- Directions
Please return every one of the rows below word for word, without changing anything.

- The records
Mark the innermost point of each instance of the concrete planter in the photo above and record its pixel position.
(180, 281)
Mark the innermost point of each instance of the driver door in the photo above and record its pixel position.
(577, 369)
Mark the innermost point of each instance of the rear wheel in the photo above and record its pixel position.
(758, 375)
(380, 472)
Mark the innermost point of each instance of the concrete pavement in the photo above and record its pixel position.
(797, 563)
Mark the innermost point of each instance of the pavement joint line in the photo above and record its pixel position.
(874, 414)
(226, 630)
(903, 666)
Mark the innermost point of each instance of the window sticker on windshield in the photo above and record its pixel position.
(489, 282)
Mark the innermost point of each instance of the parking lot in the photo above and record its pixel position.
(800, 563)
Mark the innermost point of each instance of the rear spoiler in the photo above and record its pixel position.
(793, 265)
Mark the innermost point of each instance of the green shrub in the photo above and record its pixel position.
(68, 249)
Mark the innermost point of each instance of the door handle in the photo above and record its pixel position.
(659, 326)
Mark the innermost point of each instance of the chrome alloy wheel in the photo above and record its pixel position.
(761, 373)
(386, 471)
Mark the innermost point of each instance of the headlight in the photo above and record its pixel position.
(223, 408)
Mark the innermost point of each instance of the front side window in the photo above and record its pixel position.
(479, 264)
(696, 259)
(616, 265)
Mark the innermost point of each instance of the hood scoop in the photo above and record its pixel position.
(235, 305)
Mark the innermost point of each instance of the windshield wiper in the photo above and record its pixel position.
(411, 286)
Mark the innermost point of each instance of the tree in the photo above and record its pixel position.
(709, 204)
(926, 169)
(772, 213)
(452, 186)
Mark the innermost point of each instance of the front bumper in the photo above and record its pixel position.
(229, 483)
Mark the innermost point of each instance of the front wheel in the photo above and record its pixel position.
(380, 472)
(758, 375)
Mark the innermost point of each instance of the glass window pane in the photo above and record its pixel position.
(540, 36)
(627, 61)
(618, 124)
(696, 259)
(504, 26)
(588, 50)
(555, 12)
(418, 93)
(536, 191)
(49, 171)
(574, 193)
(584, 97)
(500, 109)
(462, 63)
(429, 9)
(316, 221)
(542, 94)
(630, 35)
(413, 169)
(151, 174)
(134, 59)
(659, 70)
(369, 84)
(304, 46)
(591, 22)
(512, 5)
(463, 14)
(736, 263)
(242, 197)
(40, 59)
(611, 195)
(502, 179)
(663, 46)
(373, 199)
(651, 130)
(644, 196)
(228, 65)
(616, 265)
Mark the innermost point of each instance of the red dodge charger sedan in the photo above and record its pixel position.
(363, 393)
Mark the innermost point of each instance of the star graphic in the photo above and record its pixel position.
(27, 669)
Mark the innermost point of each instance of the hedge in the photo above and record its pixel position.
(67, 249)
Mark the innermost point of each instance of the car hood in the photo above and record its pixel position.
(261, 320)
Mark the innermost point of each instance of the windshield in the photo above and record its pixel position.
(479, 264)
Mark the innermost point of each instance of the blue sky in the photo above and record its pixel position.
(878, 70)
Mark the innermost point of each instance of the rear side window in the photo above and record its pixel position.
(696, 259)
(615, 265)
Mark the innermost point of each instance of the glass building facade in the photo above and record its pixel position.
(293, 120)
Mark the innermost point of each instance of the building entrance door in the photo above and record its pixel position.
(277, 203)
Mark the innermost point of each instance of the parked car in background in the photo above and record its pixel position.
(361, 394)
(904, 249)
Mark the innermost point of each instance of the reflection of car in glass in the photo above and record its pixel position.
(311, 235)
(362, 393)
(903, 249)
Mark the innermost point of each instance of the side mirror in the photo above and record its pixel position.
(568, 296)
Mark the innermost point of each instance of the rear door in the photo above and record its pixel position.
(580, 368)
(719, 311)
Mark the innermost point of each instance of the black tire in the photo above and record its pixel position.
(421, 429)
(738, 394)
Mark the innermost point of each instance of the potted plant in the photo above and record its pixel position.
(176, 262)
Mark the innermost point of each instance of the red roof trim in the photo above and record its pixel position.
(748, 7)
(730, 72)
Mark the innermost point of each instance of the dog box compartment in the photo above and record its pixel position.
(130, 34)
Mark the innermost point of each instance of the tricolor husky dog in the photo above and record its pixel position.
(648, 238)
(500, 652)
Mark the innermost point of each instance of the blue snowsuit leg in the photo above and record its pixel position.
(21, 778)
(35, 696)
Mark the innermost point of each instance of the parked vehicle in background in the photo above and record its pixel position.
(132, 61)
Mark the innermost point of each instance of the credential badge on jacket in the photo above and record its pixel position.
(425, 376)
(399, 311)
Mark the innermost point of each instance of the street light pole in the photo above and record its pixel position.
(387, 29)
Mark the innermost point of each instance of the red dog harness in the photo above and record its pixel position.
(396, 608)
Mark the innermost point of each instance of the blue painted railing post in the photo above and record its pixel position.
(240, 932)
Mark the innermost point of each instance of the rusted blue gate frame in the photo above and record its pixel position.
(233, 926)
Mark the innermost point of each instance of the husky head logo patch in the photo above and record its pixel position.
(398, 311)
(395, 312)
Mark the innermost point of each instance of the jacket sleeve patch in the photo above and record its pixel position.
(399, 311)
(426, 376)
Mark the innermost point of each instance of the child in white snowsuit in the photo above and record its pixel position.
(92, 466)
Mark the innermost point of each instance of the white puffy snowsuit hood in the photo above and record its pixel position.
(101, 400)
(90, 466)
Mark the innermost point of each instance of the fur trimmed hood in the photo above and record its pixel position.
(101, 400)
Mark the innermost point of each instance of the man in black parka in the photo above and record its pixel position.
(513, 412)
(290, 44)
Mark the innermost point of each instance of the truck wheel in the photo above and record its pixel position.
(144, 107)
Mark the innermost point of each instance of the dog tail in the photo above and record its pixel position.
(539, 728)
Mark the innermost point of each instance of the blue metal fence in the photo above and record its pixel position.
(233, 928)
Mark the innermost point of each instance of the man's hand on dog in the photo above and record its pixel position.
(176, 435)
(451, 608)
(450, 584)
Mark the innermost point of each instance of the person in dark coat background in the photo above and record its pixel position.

- Correct result
Mark the innermost point of each instance of the concrete planter in the photo above and record its pixel position.
(180, 281)
Mark the innermost point of each instance of the driver door in the photo above and record its pixel position.
(577, 369)
Mark the innermost point of each instance of the rear wheel in the photo above and record its pixel position.
(758, 375)
(380, 472)
Mark the innermost point of each instance of the concrete pavement in the photo above and record its pixel position.
(797, 563)
Mark the innermost point of each instance of the pavement joint line in the photo above and record its pixel position.
(874, 414)
(226, 630)
(903, 666)
Mark the innermost point of each instance of the window sticker on windshield in the photo above and record its pixel position.
(489, 282)
Mark the innermost point of each instance of the parking lot in the photo above and record its pixel position.
(800, 563)
Mark the innermost point of each instance of the rear spoiler in the photo above and record its pixel position.
(793, 265)
Mark the innermost point of each instance of the green shrub in the photo above and record its pixel position.
(68, 249)
Mark the innermost point of each instance of the door handle in the photo above and record its pixel position.
(659, 326)
Mark the innermost point of each instance of the chrome alloy wheel in the photo above and record its pixel position.
(761, 373)
(386, 471)
Mark the innermost point of each instance of the headlight in the photo above and record its pixel position.
(223, 408)
Mark the innermost point of each instance of the front side window in the photo above and record its pixel position.
(479, 264)
(696, 259)
(616, 265)
Mark the innermost point of each instance of the hood scoop in the photo above and record its pixel position.
(235, 305)
Mark the innermost point of each instance of the windshield wiper in the photo above and record its pixel position.
(411, 286)
Mark the innermost point of each instance of the tree in the photo above and record its pixel position.
(709, 204)
(926, 169)
(772, 213)
(452, 186)
Mark the innermost point of each instance of the front bumper in the photo above and record its pixel position.
(229, 483)
Mark the innermost point of each instance of the front wheel in the photo above and record its pixel position.
(380, 472)
(758, 375)
Mark the innermost point of each instance of the glass window pane in the photo above and record its pixel position.
(540, 36)
(627, 61)
(618, 124)
(696, 259)
(504, 26)
(588, 50)
(555, 12)
(418, 93)
(536, 191)
(49, 171)
(574, 193)
(584, 97)
(500, 109)
(462, 63)
(429, 9)
(316, 221)
(542, 94)
(630, 35)
(413, 169)
(151, 174)
(134, 59)
(659, 70)
(369, 84)
(304, 46)
(591, 22)
(512, 5)
(463, 14)
(736, 263)
(242, 197)
(40, 59)
(611, 195)
(502, 179)
(663, 46)
(373, 199)
(651, 130)
(644, 196)
(228, 65)
(616, 265)
Mark the innermost point of each instance of the red dodge charger sedan in the photo above and record its pixel position.
(363, 393)
Mark the innermost point of each instance of the star graphic in the photo above and record its pixel position.
(27, 669)
Mark the innermost point of each instance of the hedge in the photo above and record its pixel position.
(67, 249)
Mark the innermost point of each instance of the car hood in the photo above and record its pixel position.
(261, 320)
Mark the innermost point of each instance of the windshield in the photo above and record its pixel position.
(479, 264)
Mark the innermost point of each instance of the blue sky in the photo above and record its pixel position.
(878, 70)
Mark the innermost point of each instance of the rear side window in the photo above and record its pixel position.
(696, 259)
(615, 265)
Mark the innermost point of each instance of the glass building facade in the photo above and record its pixel position.
(293, 120)
Mark the innermost point of each instance of the building entrance door in the photo above and record its pixel position.
(277, 203)
Mark the innermost point of each instance of the parked car in background in the photo above and record its pixel position.
(361, 394)
(904, 249)
Mark the innermost point of each instance of the reflection of car in glass in the photo above and record its pixel position.
(311, 235)
(362, 393)
(903, 249)
Mark the innermost point of each instance of the side mirror in the photo above and record its pixel position.
(568, 296)
Mark the innermost point of each instance of the rear door in the photo above and record its pixel position.
(580, 368)
(719, 311)
Mark the innermost point of each instance of the black tire in the photo above and record its pixel position.
(421, 429)
(738, 394)
Mark the innermost point of each instance of the potted plant in the photo above and record its pixel position.
(176, 262)
Mark the innermost point of each instance of the red roof trim in the photo above and record its pixel position.
(748, 7)
(730, 72)
Mark the innermost point of each instance of the dog box compartment in the photo above and record its pixel position.
(130, 34)
Mark the innermost point of each instance of the tricolor husky dog in the photo above and record its pixel position.
(648, 238)
(500, 652)
Mark the innermost point of each instance of the blue snowsuit leg in the photo above and record its pixel position.
(21, 778)
(35, 696)
Mark the innermost point of each instance of the parked vehicle in background in the photo above and record its pixel position.
(132, 61)
Mark the innermost point of each instance of the credential badge on jacket in the photo above and record its pixel position.
(425, 376)
(399, 311)
Mark the innermost point of each instance of the street light pole in the photo above and record its pixel position.
(387, 29)
Mark the innermost point of each instance of the red dog harness in the photo above and record its pixel position.
(396, 608)
Mark the innermost point of each instance of the blue painted railing post in the photo above and record its pixel position.
(240, 932)
Mark the innermost point of each instance of the rusted blue gate frame in the photo above and record its pixel position.
(233, 926)
Mark the innermost point of each instance of the husky head logo patch in the photo above and record its pixel position.
(398, 311)
(395, 312)
Mark the innermost point of each instance of the jacket sleeve patch in the photo above and record its pixel position.
(399, 311)
(426, 376)
Mark the innermost point of each instance of the child in white snowsuit in the photo above and record its pixel position.
(92, 466)
Mark the innermost point of each instance of the white puffy snowsuit hood in the photo above and record its pixel position.
(101, 400)
(90, 466)
Mark the innermost point of each instance of the fur trimmed hood in the photo above and record its pixel position.
(101, 400)
Mark the innermost point of each instance of the man in black parka in the photo above and record its pixel position.
(513, 412)
(290, 44)
Mark the innermost point of each instance of the truck wheel in the photo above and record its pixel position.
(144, 107)
Mark the innermost point of each instance of the dog tail in the photo above and record its pixel position.
(539, 728)
Mark the innermost point of each instance of the blue metal fence in the photo above and record its pixel position.
(233, 928)
Mark the innermost point of each instance of the man's hand on dog in the photo above and record its pixel position.
(176, 435)
(451, 608)
(450, 584)
Mark the innermost point of each instance of the person in dark coat background in the photo above and record its pixel position.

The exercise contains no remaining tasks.